## Excerpt to read

We could fix a crippling flaw with education by treating school more like karate

Former hedge fund analyst Salman Khan, also a founder of the free education resource Khan Academy, pointed out a crippling flaw in the US education system during a live TED Talk in New York City on November 2.

The problem, Khan says, is that we force students to move ahead when they aren’t ready. But he has a solution.

“We shouldn’t drag everyone around at the same pace,” Khan told the audience. Instead, he says, we should take inspiration from martial arts teaching.

Suppose a student gets a 75% on a test, which is a passing grade. Khan says this means the student didn’t learn 25% of the material, yet they’re expected to move on to the next lesson with the rest of the class.

The problem with this, he says, is the next block of material builds on what the student was supposed to learn in the last lesson, and it’s usually more difficult to pick up. So a student learns only 75% of the material, we can’t expect that student to master the next section.

You can see how this effect could quickly snowball as a student works their way up through more advanced classes. If students don’t master all of algebra, for example, they will have significant knowledge gaps when trying learn calculus.

Khan says we assume they are bad at maths, or born without the “maths gene,” and so they will give up on the class.

In reality, they’re not bad at maths — they just didn’t master the foundation material, he said.

Which is why Khan argues we shouldn’t drag everyone through school at the same pace. The education system should work the same way as martial arts or mastering a musical instrument: Practice your white belt skills until they’re perfect, then move up to the yellow belt; practice the beginner piece until you nail it, then move on to the more advanced song; don’t move onto calculus if you haven’t mastered algebra and trigonometry.

A lot of research out there backs up Khan’s idea. Students that don’t move onto the next lesson until they master the first often perform better later in their education career than peers who are arbitrarily shoved along from grade to grade.

If we personalise the education experience for students instead of requiring them to move as a herd, then anyone “could become a physicist, or a cancer researcher, or a rocket scientist,” Khan said.

Provided, of course, that they put in the work required to master all of the steps.

## Supplied entries

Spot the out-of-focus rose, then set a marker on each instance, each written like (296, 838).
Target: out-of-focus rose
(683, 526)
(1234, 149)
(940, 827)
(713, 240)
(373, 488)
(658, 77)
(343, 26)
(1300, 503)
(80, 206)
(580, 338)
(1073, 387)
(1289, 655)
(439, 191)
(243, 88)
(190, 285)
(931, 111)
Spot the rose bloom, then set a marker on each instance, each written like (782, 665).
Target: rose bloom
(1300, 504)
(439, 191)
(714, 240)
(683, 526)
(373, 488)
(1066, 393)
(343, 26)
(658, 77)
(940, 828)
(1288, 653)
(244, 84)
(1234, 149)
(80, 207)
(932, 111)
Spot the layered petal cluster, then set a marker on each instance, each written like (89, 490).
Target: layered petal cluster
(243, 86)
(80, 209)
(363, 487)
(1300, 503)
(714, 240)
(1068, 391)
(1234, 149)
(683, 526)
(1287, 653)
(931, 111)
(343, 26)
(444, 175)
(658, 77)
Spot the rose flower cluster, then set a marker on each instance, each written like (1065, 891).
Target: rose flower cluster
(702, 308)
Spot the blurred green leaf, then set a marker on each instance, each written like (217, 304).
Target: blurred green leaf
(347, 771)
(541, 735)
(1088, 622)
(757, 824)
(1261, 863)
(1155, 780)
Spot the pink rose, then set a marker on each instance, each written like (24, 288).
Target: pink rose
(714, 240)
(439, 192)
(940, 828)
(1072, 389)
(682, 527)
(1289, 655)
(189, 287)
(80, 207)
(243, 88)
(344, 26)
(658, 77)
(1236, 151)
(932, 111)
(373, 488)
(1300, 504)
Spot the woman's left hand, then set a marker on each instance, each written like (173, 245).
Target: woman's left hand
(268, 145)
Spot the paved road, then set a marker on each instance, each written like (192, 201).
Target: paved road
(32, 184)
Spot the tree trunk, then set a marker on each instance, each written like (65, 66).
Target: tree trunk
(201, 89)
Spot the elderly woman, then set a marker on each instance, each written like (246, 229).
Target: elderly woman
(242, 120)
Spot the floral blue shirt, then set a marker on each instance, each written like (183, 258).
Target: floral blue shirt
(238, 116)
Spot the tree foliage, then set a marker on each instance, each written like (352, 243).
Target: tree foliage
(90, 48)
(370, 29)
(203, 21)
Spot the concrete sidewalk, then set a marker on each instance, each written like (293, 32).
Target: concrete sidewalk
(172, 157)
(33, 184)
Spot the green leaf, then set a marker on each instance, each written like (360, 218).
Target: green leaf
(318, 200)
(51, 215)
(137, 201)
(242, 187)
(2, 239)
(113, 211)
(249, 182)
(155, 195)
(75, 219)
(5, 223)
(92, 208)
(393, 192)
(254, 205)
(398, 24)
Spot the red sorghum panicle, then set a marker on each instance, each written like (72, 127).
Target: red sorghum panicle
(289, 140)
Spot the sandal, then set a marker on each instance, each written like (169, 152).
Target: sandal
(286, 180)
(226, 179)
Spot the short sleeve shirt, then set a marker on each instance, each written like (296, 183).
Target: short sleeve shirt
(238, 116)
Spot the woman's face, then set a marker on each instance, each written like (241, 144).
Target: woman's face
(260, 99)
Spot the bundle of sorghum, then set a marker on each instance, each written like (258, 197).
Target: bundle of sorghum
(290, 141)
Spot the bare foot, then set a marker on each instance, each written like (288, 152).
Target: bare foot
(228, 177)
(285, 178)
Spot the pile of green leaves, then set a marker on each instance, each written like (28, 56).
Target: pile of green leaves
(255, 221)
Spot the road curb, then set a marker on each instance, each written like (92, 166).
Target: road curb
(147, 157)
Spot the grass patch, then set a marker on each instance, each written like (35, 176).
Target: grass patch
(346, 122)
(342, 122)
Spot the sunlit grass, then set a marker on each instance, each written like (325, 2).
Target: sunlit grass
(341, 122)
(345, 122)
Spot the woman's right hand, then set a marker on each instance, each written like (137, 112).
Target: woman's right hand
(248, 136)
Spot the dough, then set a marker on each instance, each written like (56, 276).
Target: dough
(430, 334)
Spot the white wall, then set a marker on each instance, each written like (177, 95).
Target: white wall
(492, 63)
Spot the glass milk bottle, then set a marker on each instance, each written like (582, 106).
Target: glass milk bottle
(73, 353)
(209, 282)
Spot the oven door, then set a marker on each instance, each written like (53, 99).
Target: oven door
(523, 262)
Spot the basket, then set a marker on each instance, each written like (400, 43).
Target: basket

## Required actions
1 > In the article about Salman Khan's TED Talk, where and on what date did Khan give the talk?
2 > From the article about Khan's TED Talk, copy out word for word the passage between "Suppose a student" and "on the class.", inclusive.

## Outputs for the tasks
1 > In New York City, on November 2.

2 >
Suppose a student gets a 75% on a test, which is a passing grade. Khan says this means the student didn’t learn 25% of the material, yet they’re expected to move on to the next lesson with the rest of the class.

The problem with this, he says, is the next block of material builds on what the student was supposed to learn in the last lesson, and it’s usually more difficult to pick up. So a student learns only 75% of the material, we can’t expect that student to master the next section.

You can see how this effect could quickly snowball as a student works their way up through more advanced classes. If students don’t master all of algebra, for example, they will have significant knowledge gaps when trying learn calculus.

Khan says we assume they are bad at maths, or born without the “maths gene,” and so they will give up on the class.